# Input rows
----
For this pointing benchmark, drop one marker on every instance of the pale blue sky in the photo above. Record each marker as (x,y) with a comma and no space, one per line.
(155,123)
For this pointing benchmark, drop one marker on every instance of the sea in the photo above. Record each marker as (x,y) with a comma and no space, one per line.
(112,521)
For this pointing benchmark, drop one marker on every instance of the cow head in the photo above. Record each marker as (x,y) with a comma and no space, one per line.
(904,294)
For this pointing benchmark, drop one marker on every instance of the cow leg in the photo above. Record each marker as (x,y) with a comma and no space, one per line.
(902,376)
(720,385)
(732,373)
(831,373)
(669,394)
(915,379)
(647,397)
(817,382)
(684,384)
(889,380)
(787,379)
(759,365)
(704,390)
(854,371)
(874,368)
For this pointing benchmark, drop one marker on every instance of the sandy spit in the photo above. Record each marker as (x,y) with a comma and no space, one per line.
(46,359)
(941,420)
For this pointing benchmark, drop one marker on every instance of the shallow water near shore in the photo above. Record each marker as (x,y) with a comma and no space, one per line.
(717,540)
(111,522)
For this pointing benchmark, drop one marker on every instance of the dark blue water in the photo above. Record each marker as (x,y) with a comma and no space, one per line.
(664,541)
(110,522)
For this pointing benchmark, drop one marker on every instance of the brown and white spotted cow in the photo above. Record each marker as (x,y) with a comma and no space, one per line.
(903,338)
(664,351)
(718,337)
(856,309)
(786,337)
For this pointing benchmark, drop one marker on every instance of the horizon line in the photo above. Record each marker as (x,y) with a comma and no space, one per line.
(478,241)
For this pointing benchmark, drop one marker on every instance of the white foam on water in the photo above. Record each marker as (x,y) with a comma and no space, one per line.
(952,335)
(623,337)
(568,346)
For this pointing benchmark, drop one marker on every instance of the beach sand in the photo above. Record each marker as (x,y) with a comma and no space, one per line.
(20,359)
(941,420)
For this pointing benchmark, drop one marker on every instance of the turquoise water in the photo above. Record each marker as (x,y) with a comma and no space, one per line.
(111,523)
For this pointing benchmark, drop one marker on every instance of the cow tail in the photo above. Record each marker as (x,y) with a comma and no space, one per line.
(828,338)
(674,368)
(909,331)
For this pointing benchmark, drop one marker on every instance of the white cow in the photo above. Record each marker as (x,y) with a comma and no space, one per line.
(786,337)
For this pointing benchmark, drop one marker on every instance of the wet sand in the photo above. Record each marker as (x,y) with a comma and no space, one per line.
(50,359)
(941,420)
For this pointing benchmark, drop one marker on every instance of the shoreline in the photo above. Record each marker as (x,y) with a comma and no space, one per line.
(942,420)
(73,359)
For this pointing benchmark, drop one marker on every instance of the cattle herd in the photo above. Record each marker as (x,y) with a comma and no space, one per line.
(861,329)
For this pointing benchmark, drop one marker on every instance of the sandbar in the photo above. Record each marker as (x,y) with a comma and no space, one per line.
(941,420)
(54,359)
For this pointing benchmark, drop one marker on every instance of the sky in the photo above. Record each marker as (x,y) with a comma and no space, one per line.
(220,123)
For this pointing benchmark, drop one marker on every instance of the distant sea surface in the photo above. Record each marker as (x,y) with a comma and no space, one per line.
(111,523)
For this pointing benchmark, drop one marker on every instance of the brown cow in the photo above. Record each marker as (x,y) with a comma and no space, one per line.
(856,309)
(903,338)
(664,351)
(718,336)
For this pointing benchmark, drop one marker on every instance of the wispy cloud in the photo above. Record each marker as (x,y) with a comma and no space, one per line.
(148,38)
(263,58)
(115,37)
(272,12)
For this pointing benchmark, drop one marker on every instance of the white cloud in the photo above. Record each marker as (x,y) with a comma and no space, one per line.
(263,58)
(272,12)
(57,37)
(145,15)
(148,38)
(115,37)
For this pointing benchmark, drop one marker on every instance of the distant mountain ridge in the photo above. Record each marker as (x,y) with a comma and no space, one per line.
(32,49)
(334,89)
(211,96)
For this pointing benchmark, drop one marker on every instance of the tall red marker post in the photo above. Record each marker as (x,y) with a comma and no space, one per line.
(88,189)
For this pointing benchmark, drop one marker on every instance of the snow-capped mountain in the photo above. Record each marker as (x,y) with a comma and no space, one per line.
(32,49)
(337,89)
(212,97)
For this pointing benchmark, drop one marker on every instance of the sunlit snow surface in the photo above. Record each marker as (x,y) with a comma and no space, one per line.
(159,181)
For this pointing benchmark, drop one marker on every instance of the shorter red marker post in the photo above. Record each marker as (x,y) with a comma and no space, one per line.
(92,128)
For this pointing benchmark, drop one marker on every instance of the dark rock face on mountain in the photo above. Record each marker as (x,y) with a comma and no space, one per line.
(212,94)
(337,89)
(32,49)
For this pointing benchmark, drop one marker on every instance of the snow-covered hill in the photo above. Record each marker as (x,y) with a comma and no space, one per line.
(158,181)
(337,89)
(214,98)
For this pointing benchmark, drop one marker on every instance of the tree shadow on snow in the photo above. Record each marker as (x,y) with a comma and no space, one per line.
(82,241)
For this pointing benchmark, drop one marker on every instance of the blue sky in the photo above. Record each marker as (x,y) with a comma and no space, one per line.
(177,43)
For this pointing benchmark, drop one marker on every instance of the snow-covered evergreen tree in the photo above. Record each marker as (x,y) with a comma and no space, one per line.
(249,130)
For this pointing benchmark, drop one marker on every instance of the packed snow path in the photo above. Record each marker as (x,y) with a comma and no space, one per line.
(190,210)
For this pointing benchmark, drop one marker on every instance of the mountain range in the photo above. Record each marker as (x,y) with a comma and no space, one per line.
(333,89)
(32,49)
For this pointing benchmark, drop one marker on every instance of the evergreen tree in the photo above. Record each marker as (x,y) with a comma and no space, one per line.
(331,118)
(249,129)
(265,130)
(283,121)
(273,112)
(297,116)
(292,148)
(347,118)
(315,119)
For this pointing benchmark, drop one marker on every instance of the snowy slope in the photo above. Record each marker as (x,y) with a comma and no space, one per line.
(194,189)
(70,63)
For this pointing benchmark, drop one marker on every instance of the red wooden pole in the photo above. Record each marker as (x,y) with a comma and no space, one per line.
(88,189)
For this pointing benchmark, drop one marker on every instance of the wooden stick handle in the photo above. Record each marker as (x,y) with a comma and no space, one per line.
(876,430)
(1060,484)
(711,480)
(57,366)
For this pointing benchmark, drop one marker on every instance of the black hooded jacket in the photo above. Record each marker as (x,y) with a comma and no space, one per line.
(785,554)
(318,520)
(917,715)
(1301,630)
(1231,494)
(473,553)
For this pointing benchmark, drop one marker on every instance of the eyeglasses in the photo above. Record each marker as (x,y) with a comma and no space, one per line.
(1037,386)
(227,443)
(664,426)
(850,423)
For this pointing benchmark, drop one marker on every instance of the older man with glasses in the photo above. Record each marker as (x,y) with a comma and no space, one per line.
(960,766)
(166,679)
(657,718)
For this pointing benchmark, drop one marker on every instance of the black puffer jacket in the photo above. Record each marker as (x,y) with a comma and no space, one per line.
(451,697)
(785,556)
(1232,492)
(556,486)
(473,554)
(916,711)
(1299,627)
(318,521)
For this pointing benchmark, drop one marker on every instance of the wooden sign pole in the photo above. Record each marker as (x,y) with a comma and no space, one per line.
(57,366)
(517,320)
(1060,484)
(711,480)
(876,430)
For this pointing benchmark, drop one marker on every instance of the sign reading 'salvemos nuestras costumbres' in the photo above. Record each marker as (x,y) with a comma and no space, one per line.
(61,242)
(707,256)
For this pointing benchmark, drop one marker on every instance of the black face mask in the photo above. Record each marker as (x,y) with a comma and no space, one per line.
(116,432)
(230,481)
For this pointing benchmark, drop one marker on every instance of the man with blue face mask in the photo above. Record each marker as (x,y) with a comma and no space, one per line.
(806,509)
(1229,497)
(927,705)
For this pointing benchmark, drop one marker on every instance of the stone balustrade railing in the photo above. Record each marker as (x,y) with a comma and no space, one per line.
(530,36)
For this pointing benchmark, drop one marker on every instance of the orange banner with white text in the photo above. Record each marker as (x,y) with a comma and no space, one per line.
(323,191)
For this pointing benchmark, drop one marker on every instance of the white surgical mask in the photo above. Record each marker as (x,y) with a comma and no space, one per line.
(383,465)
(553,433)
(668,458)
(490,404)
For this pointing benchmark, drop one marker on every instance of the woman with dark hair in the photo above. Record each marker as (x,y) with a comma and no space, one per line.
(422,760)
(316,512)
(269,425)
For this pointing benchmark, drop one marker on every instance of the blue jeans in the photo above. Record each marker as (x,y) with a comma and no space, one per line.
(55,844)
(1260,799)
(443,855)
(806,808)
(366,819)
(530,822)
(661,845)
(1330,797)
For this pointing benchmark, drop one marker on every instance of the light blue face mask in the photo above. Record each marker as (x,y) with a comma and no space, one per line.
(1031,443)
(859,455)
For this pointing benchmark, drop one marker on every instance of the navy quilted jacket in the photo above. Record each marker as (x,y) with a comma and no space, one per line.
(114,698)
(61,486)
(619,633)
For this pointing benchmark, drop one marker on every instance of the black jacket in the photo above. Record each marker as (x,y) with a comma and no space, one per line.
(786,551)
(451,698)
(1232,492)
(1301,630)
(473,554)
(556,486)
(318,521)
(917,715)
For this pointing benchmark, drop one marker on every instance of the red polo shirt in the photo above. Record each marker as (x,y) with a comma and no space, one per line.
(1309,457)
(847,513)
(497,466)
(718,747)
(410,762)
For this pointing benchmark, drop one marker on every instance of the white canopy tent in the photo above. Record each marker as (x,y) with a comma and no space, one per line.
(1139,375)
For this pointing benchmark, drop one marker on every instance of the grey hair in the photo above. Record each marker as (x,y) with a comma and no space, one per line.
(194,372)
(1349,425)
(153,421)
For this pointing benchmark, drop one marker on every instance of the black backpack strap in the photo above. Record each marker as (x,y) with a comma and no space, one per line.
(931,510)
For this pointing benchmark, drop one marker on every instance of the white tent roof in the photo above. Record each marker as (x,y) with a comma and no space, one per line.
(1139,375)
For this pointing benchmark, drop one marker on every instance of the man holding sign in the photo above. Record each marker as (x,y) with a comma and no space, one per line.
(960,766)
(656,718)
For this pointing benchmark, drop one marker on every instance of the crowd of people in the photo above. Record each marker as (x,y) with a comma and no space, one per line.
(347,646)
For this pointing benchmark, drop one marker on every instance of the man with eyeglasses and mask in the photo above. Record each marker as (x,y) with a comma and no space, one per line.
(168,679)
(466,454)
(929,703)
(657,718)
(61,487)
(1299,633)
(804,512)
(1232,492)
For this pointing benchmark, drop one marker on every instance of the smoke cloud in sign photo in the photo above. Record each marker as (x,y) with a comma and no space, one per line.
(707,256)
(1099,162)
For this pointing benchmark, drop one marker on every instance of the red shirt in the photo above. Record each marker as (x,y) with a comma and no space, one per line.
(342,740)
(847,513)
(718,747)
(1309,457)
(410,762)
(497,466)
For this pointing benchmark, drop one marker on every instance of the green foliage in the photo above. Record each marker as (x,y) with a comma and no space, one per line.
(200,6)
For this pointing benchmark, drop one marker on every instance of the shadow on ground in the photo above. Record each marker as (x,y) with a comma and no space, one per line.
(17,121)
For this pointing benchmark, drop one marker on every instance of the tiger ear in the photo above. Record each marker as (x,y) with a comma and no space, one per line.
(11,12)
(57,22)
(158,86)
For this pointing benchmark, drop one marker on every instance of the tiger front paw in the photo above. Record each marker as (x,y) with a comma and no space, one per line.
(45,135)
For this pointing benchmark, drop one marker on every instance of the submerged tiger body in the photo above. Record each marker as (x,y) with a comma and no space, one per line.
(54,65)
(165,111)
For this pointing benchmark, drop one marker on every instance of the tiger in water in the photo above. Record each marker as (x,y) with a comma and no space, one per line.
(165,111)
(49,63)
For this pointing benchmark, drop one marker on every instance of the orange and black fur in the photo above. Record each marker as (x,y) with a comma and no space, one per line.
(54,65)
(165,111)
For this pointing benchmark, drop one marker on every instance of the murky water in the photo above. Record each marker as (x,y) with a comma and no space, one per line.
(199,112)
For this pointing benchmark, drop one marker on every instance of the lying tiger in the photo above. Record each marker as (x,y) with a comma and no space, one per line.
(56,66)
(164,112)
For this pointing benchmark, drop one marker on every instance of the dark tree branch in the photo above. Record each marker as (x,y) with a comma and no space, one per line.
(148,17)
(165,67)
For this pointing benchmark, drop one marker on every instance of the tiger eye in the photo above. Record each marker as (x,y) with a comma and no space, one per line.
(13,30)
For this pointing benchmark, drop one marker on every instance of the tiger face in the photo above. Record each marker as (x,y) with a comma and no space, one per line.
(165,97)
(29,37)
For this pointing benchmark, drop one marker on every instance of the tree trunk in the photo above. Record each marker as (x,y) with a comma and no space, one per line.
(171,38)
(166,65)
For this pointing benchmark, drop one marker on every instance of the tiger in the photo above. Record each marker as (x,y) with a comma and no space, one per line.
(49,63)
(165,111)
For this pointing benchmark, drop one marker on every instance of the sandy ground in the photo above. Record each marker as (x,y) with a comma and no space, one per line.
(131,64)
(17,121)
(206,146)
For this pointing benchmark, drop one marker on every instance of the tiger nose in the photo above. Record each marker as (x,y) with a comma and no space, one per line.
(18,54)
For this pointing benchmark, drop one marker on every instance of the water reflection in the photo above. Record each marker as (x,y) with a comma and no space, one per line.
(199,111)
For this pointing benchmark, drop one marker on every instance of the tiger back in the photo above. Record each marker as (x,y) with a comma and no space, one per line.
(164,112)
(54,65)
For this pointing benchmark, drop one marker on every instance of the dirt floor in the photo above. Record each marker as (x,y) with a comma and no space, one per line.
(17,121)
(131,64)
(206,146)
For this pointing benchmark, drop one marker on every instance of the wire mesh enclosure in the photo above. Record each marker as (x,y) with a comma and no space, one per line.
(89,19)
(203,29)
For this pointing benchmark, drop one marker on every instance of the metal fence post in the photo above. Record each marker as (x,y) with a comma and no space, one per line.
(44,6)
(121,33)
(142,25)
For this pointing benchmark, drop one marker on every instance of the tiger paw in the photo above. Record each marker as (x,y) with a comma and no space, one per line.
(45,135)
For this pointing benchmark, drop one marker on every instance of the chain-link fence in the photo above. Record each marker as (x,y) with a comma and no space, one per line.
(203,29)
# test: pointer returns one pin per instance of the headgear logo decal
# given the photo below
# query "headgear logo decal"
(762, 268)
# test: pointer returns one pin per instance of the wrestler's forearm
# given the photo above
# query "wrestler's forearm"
----
Transcribe exactly, and only, the lines from the one bearing "of the metal" through the last line of the entries, counting both.

# Answer for the task
For this pointing benchmark, drop one marker on every instance of the metal fence post in the photo above. Record each marker as (x,y) with a comma and no space, one per line.
(44,6)
(121,33)
(142,25)
For this pointing benchmark, drop one marker on every instance of the tiger paw in the photo above. Record each marker as (x,y) with a comma and no space, one per line.
(45,135)
For this pointing benchmark, drop one marker on every instance of the chain-link fence in the photo above. Record each marker as (x,y) with a comma and no space, one per line.
(203,29)
# test: pointer returns one pin per instance of the headgear logo decal
# given the photo below
# query "headgear logo decal"
(762, 268)
# test: pointer returns one pin per instance of the wrestler's forearm
# given the photo above
# query "wrestler's forearm"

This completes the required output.